*EXCERPTED TEXT*
===============
Published monthly, it is currently the only scientific journal covering the wide spectrum of earth sciences in Russia. The publication features more than 100 original theoretical and methodological papers and reviews in all fields of geology and geophysics on a yearly basis, including those specially addressed to geological problems of Siberia and Asia as a whole. Special issues are systematically devoted to specific topics and include articles from non-Russian sources.
Professor Nikolai Sobolev of the Institute of Geology and Mineralogy at the Siberian Branch of Russian Academy of Sciences said, "the Siberian earth sciences community respects Elsevier as the leading publishing company and has collaborated with them for many years. This collaboration includes Guest Editorship of Siberian scientists in a number of Special Issues of leading Elsevier journals and the systematic publication of considerable sections of scientific results in a variety of Elsevier journals. The acceptance of a number of papers, mainly from Novosibirsk and Irkutsk institutions, and their subsequent citations, reflect the high scientific level of the results of investigations. Now with our partnership with Elsevier we hope to publish the scientific results across a wide spectrum of earth sciences within the framework of Elsevier journals".
===============
*EXTRACTED RECORDS*
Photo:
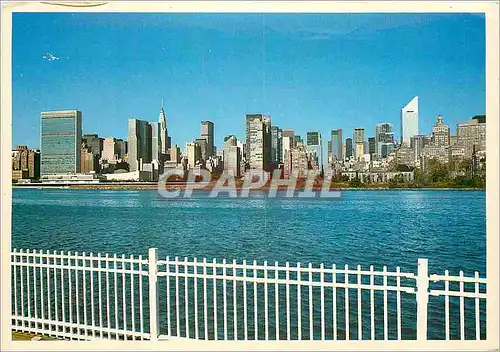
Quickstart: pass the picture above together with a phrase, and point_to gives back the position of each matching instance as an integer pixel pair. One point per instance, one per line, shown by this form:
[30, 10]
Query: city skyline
[455, 102]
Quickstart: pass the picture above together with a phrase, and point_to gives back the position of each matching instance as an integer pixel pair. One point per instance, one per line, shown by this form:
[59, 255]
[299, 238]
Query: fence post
[422, 298]
[153, 293]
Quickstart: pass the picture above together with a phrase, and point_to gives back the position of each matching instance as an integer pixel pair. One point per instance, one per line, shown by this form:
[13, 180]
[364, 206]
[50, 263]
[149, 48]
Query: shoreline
[150, 187]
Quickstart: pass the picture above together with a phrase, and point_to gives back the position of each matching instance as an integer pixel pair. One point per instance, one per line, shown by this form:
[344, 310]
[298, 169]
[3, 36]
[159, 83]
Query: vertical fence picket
[42, 293]
[124, 299]
[63, 306]
[398, 303]
[386, 305]
[266, 305]
[77, 288]
[186, 298]
[35, 295]
[287, 288]
[311, 328]
[462, 309]
[245, 317]
[108, 315]
[372, 303]
[224, 298]
[132, 302]
[334, 300]
[276, 302]
[447, 306]
[70, 285]
[28, 286]
[84, 294]
[322, 306]
[141, 314]
[256, 332]
[205, 298]
[299, 305]
[347, 320]
[115, 283]
[476, 308]
[195, 284]
[99, 290]
[14, 267]
[360, 315]
[49, 302]
[214, 275]
[235, 316]
[167, 284]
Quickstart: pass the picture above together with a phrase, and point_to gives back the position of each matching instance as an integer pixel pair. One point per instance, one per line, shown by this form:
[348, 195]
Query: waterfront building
[417, 144]
[405, 156]
[232, 155]
[409, 121]
[276, 145]
[299, 160]
[193, 153]
[139, 143]
[384, 139]
[61, 137]
[359, 142]
[94, 143]
[472, 134]
[110, 150]
[90, 161]
[440, 133]
[26, 160]
[122, 148]
[348, 148]
[163, 132]
[204, 148]
[379, 177]
[371, 147]
[288, 141]
[68, 179]
[175, 154]
[432, 151]
[207, 133]
[258, 149]
[336, 152]
[156, 143]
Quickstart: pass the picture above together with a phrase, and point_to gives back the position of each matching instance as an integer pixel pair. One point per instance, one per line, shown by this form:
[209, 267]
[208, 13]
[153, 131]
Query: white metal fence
[86, 296]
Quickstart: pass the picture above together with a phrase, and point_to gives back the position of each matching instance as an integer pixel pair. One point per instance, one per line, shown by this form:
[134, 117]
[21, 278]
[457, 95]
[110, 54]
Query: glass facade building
[60, 142]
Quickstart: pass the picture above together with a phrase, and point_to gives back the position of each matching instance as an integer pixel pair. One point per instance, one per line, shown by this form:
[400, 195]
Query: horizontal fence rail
[87, 296]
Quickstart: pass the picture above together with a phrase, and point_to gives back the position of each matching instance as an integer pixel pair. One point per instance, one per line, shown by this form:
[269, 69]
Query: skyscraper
[258, 141]
[371, 146]
[61, 142]
[441, 133]
[139, 143]
[336, 145]
[348, 147]
[409, 121]
[384, 139]
[207, 133]
[276, 145]
[359, 142]
[163, 131]
[94, 143]
[110, 149]
[232, 155]
[156, 142]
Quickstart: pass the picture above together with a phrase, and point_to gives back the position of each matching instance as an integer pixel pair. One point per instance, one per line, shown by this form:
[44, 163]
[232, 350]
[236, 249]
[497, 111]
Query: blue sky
[310, 72]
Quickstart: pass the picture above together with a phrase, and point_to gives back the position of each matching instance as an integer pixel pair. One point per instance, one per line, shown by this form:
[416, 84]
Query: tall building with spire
===============
*TASK TO COMPLETE*
Retype the part of the earth sciences journal text that runs from "Published monthly, it" to "from non-Russian sources.".

*TASK ANSWER*
Published monthly, it is currently the only scientific journal covering the wide spectrum of earth sciences in Russia. The publication features more than 100 original theoretical and methodological papers and reviews in all fields of geology and geophysics on a yearly basis, including those specially addressed to geological problems of Siberia and Asia as a whole. Special issues are systematically devoted to specific topics and include articles from non-Russian sources.